## [LIST OF TASKS]
(1) Please answer these questions about the commit notification:
(a) According to the summary of changes, how many files changed, and how many insertions and deletions were there?
(b) Who is listed as the author of commit f9328bf507490f48e57b196be1de55d946644dea?
(c) Which two arguments does commit 7505be2bb39b0a96304c46e89cd5392c8c037215 put in a mutually_exclusive_group?
(2) Locate each line of the listing that contains the string "crowd" and copy it out. Match case exactly.
— start of PAGE EXTRACT —
[ARVADOS] updated: f9328bf507490f48e57b196be1de55d946644dea

git at public.curoverse.com git at public.curoverse.com
Fri Oct 31 18:41:06 EDT 2014


Summary of changes:
 sdk/python/arvados/collection.py     | 80 ++++++++++++++++++------------------
 sdk/python/arvados/commands/put.py   | 52 ++++++++++++-----------
 sdk/python/arvados/stream.py         |  2 +-
 sdk/python/tests/test_collections.py | 29 +++++++------
 4 files changed, 84 insertions(+), 79 deletions(-)

       via  f9328bf507490f48e57b196be1de55d946644dea (commit)
       via  7505be2bb39b0a96304c46e89cd5392c8c037215 (commit)
       via  fad871168f4500959d48eac695336e49a92535b7 (commit)
       via  3f9d8b5ca7288921a62f5cbc6c59d64c4fd16707 (commit)
      from  0e8d9b4c01c08f0efbccd91497177fc102aa5c25 (commit)

Those revisions listed above that are new to this repository have
not appeared on any other notification email; so we list those
revisions in full, below.


commit f9328bf507490f48e57b196be1de55d946644dea
Author: Tom Clegg <tom at curoverse.com>
Date:   Fri Oct 31 17:21:31 2014 -0400

    3706: Really make the API server return the wrong data, instead of just saying so.

diff --git a/sdk/python/tests/test_collections.py b/sdk/python/tests/test_collections.py
index 00b2ac0..df8ba38 100644
--- a/sdk/python/tests/test_collections.py
+++ b/sdk/python/tests/test_collections.py
@@ -668,6 +668,9 @@ class CollectionTestMixin(object):
     DEFAULT_DATA_HASH = DEFAULT_COLLECTION['portable_data_hash']
     DEFAULT_MANIFEST = DEFAULT_COLLECTION['manifest_text']
     DEFAULT_UUID = DEFAULT_COLLECTION['uuid']
+    ALT_COLLECTION = API_COLLECTIONS['bar_file']
+    ALT_DATA_HASH = ALT_COLLECTION['portable_data_hash']
+    ALT_MANIFEST = ALT_COLLECTION['manifest_text']
 
     def _mock_api_call(self, mock_method, code, body):
         mock_method = mock_method().execute
@@ -747,11 +750,11 @@ class CollectionReaderTestCase(unittest.TestCase, CollectionTestMixin):
         # To verify that CollectionReader tries Keep first here, we
         # mock API server to return the wrong data.
         client = self.api_client_mock(200)
-        with tutil.mock_responses(self.DEFAULT_MANIFEST, 200):
+        with tutil.mock_responses(self.ALT_MANIFEST, 200):
             self.assertEqual(
-                self.DEFAULT_MANIFEST,
+                self.ALT_MANIFEST,
                 arvados.CollectionReader(
-                    self.DEFAULT_DATA_HASH + '+Affffffffffffffffffffffffffffffffffffffff at fedcba98',
+                    self.ALT_DATA_HASH + '+Affffffffffffffffffffffffffffffffffffffff at fedcba98',
                     api_client=client).manifest_text())
 
     def test_init_num_retries_propagated(self):

commit 7505be2bb39b0a96304c46e89cd5392c8c037215
Author: Tom Clegg <tom at curoverse.com>
Date:   Fri Oct 31 16:48:34 2014 -0400

    3706: Put --normalize and --max-manifest-depth arguments in a mutually_exclusive_group.
— end of PAGE EXTRACT —
— start of PROVIDED ENTRIES —
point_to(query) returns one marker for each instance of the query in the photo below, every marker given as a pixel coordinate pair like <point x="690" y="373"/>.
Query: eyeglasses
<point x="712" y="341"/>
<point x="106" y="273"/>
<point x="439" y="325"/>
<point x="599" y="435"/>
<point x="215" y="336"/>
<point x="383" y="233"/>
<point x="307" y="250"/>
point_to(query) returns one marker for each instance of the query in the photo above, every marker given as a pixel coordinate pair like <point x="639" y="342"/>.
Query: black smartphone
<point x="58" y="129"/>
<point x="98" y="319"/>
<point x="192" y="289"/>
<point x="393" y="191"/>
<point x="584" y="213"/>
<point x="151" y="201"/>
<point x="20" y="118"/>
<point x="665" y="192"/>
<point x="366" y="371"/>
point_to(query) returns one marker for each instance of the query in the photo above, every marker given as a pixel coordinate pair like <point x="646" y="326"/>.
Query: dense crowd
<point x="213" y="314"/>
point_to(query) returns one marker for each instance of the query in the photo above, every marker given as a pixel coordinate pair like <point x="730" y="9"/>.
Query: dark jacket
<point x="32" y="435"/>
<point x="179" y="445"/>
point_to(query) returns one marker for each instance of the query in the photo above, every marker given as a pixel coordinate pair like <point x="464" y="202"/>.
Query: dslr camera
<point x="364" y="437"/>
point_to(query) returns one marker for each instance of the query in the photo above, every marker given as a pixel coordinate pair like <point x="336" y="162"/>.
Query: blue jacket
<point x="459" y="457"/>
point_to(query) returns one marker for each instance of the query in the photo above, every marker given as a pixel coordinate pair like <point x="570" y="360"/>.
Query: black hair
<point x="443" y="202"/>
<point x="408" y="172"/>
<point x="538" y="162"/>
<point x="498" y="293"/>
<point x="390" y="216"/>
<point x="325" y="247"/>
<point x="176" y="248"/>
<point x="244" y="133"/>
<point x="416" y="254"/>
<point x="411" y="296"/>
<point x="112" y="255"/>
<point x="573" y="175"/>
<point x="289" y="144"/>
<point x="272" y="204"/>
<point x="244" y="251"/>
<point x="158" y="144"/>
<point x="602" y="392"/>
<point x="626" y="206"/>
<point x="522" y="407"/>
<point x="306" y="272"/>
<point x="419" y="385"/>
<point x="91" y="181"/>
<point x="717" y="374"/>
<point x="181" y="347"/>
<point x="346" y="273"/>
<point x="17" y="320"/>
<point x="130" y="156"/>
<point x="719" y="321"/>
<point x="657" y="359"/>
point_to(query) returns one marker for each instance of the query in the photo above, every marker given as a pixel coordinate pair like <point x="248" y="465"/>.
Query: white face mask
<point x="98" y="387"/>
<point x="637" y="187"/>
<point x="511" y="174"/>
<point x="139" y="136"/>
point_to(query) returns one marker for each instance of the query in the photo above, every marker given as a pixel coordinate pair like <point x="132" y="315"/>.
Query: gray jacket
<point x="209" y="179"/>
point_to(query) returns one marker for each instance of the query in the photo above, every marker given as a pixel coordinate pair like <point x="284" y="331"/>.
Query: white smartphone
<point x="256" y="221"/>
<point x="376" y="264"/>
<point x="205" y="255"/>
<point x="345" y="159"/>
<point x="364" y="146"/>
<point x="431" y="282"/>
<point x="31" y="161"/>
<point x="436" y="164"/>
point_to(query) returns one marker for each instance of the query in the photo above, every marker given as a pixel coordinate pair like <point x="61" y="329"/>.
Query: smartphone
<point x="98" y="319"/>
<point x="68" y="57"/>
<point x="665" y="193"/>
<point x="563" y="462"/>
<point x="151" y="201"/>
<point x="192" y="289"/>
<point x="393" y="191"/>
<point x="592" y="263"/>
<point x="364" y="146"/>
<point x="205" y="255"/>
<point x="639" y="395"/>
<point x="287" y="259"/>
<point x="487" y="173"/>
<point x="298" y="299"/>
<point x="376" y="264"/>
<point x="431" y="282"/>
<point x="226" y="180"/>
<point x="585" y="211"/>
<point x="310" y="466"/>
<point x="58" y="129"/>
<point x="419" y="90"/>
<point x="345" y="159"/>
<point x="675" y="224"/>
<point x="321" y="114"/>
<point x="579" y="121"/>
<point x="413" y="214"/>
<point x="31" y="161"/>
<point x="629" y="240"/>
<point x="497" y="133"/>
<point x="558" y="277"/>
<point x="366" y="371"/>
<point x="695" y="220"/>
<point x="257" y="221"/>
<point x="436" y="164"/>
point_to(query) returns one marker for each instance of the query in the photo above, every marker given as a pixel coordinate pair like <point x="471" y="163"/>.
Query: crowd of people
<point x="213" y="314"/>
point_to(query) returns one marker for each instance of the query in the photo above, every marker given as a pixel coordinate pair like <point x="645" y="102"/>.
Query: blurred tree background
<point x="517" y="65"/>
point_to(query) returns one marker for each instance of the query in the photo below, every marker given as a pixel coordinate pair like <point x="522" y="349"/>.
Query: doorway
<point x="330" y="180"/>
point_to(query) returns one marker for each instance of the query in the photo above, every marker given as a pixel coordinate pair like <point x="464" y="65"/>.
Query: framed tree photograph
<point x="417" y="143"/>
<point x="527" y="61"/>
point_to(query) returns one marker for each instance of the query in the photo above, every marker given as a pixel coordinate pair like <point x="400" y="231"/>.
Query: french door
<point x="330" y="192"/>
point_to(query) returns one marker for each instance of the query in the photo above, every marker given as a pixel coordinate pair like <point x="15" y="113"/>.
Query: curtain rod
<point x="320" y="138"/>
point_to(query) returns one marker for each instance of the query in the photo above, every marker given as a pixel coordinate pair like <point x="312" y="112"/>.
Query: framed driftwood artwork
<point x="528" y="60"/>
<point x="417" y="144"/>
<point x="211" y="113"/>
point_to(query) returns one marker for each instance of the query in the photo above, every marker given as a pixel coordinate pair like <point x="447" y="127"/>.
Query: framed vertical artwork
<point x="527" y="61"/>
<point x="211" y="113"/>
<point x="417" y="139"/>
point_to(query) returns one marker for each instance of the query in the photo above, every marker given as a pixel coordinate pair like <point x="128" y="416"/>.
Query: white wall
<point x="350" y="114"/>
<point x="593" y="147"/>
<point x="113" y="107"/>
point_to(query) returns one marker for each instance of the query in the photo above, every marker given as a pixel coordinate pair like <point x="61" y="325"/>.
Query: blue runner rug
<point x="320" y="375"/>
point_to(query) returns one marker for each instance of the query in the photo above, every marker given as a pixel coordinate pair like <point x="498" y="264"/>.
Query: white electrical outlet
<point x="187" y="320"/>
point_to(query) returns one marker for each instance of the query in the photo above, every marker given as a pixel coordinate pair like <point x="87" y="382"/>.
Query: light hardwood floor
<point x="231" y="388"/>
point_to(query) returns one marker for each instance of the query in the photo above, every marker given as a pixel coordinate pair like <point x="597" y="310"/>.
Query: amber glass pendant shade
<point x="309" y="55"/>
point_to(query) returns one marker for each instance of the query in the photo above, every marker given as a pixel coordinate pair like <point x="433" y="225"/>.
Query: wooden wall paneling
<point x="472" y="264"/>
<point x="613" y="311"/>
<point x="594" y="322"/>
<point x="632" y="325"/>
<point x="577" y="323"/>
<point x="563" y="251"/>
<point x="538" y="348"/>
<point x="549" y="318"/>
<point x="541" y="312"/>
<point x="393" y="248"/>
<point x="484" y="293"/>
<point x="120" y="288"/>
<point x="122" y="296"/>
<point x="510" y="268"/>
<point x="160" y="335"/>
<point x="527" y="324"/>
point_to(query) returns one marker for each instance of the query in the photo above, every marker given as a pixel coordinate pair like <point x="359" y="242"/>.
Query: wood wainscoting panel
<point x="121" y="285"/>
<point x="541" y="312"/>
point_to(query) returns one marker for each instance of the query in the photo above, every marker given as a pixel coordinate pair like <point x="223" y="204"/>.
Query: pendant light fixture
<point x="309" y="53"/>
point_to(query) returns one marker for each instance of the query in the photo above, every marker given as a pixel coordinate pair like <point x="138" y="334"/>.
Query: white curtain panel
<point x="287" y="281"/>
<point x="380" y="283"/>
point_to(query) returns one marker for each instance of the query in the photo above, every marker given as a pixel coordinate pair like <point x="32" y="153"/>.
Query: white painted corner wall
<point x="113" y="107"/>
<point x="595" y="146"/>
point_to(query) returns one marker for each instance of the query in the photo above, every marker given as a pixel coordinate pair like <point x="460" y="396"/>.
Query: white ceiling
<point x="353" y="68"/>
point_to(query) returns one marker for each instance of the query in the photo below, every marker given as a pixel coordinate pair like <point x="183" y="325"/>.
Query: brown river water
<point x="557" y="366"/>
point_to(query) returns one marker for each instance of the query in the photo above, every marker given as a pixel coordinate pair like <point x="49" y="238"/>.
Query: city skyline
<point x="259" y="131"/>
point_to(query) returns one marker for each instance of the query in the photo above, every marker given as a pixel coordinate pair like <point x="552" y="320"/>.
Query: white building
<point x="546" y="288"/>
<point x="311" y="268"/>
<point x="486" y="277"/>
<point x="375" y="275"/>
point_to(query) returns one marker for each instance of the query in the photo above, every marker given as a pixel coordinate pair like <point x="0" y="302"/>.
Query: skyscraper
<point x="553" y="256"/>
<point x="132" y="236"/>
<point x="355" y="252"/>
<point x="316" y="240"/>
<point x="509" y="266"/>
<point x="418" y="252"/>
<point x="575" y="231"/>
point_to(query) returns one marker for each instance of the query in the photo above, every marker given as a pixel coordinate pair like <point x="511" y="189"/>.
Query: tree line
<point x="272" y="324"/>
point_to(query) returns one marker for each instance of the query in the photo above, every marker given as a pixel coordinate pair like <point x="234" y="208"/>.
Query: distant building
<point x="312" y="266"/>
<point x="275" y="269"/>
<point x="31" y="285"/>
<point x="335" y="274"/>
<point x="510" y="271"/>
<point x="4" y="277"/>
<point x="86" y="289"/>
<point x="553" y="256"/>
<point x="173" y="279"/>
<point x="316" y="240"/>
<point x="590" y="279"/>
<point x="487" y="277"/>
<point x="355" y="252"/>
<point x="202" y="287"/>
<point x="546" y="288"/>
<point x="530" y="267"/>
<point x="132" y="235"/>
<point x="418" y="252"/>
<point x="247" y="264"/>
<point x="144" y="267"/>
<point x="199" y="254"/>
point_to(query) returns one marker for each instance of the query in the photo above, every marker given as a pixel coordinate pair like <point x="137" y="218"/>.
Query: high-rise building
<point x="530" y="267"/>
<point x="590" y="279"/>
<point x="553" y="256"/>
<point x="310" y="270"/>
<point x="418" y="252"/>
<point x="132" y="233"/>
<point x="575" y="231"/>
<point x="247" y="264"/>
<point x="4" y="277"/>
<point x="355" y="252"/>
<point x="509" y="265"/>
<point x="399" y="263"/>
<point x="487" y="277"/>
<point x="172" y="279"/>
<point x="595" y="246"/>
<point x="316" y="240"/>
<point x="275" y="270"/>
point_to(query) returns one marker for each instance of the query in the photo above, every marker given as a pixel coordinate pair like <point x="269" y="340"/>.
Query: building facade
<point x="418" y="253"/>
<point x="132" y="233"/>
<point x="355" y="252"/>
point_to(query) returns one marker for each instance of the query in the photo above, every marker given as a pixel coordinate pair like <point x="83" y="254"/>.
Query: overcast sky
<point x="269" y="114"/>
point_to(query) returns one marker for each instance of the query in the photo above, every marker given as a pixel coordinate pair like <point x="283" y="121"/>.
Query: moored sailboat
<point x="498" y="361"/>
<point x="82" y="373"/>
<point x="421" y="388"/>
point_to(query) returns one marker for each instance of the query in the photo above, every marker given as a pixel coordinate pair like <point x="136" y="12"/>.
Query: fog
— end of PROVIDED ENTRIES —
## [SOLUTIONS PER TASK]
(1)
(a) 4 files changed, with 84 insertions and 79 deletions.
(b) Tom Clegg
(c) --normalize and --max-manifest-depth

(2)
Query: dense crowd
Query: crowd of people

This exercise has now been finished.